> **REQUIREMENTS**
Pick up the article on Modi, Bhagwat and the Ayodhya Ram temple after its final sentence and continue it.

> **QUOTED PASSAGE**
Between their lines\, PM Narendra Modi\, Mohan Bhagwat frame how a promise was delivered

Between their lines, PM Narendra Modi, Mohan Bhagwat frame how a promise was delivered

Modi, on both Article 370 and the Ram temple, has, to the Sangh, underlined what electoral power can achieve and, in the process, reinforced his political credibility like no other leader in the BJP. And this, largely on his own terms.

Written by Ravish Tiwari , Liz Mathew | New Delhi | Updated: August 7, 2020 8:33:11 am
Prime Minister Narendra Modi and RSS chief Mohan Bhagwat in Ayodhya. (Photo: AP)

Building the Ram temple in Ayodhya was never a key election plank in either of Narendra Modi’s campaigns of 2014 and 2019 that delivered him two record wins. But when he laid the foundation stone for the temple Wednesday, the ceremony, both in form and content, marked him as the principal architect who has delivered on the BJP’s core ideological project.

Indeed, many in the Sangh Parivar, in private, attributed the BJP’s 2004 defeat to the “ideological compromises” made by Atal Bihari Vajpayee in the name of coalition politics. In contrast, Modi, on both Article 370 and the Ram temple, has, to the Sangh, underlined what electoral power can achieve and, in the process, reinforced his political credibility like no other leader in the BJP.

And this, largely on his own terms. Significantly, on the temple, Modi had resisted pressure from a section in the Sangh to bring in a law and, instead, had advised patience until the court verdict. When it came last November and that, too, as a 5-0 ruling effectively in favour of the temple, it was the perfect storm he needed – and was waiting for.

For a nation, where almost half of the population has been born after the demolition of the Babri Masjid, how effective the Ram temple will be as an issue today is open to debate.

Gone is the mass mobilisation of the late ’80s and ’90s and Hindutva has new layers and symbols now – the new citizenship law, for example.

> **DATA LISTING**
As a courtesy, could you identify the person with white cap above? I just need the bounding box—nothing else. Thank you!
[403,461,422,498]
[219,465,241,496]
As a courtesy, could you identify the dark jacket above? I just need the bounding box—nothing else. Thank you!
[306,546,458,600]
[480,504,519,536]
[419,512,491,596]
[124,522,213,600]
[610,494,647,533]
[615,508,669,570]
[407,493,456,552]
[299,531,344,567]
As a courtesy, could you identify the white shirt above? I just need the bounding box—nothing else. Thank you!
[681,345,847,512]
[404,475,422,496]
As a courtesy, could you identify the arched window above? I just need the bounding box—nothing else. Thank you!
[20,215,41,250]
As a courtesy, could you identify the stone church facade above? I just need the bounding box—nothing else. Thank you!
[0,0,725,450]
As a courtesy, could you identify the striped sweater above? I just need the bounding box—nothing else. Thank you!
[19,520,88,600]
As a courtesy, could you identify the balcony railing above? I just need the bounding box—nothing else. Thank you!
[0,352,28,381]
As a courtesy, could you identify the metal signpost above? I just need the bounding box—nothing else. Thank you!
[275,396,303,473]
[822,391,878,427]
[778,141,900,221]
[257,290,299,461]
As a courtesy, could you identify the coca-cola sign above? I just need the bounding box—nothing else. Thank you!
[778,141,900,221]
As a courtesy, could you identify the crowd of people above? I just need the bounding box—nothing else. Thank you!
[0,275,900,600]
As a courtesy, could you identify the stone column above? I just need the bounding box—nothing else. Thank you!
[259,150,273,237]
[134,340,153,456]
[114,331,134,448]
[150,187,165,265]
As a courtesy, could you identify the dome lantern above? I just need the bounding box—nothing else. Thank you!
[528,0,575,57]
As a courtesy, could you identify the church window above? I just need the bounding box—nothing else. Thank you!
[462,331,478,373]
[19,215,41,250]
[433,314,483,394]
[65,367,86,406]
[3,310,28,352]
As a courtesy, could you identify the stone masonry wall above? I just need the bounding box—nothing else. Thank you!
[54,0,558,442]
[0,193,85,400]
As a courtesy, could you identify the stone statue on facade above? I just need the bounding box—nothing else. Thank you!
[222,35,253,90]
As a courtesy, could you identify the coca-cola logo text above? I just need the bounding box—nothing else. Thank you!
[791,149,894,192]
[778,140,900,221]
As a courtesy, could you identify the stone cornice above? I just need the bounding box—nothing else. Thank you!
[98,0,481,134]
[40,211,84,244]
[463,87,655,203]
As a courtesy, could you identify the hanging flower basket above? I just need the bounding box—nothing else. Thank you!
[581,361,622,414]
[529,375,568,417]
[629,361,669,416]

> **ANSWER TO THIS PROBLEM**
This, perhaps, explains why Modi tried to frame the temple as a promise that had been delivered and as a symbol of “cultural liberation,” with a pan-Indian, even global, appeal than a project exclusively for the Hindu majority.

Prime Minister Narendra Modi, third left, performs rituals during the groundbreaking ceremony of a temple in Ayodhya (AP)

That’s why he claimed that “support” extended to the temple came from all sections of society in the way they had responded to the call of Mahatma Gandhi during the freedom struggle. And said that social harmony lay at the heart of Lord Ram’s governance, the Ram Temple could be an instrument to unite the country.

“Ram is carved in our minds, he is within us. Whenever we want to do some work, we look up to Lord Ram for inspiration… There is hardly an aspect of life in which we can’t draw inspiration from Lord Ram. There’s no national sentiment that does not reflect his values. India’s faith has a reflection of Lord Ram, India’s ideals are a reflection of Him. Ram is in the faith of India, Ram is in the ideals of India. Ram is in the divinity and the philosophy of India,” Modi said.

Modi also used the occasion to link Ram to a pan-Indian ethos. “Ram sab ke hain, Ram sab mein hain(Ram is for everyone, in everyone),” he said. While the BJP’s Hindutva politics is criticised for its efforts to construct monolithic, uniform cultural norms, the Prime Minister invoked different linguistic versions – Tamil, Telugu, Malayalam, Odia, Kannada, Bengali among others – of the Ramayana to underline the manner in which Ram has been embraced by the plurality of Indian people.

Devotees gather at illuminated Ram Ki Paidi to celebrate the groundbreaking ceremony of the Ram Temple, in Ayodhya (PTI Photo)

The optics of the participation of the head of Government in the Bhoomi Pujan, broadcast live on national TV, marks a direct repudiation of the Nehruvian ideal of the state – the first Prime Minister had objected to the presence of President Rajendra Prasad at the inauguration of the rebuilt Somnath temple believing that it contradicted the principle of separation of state and religion in secular India.

RSS chief Mohan Bhagwat recalled the roles played by L K Advani and Ashok Singhal in the movement. He also invoked the former sarsanghchalak, Balasaheb Deoras, to underline that it was a project undertaken by the RSS with a long horizon in mind.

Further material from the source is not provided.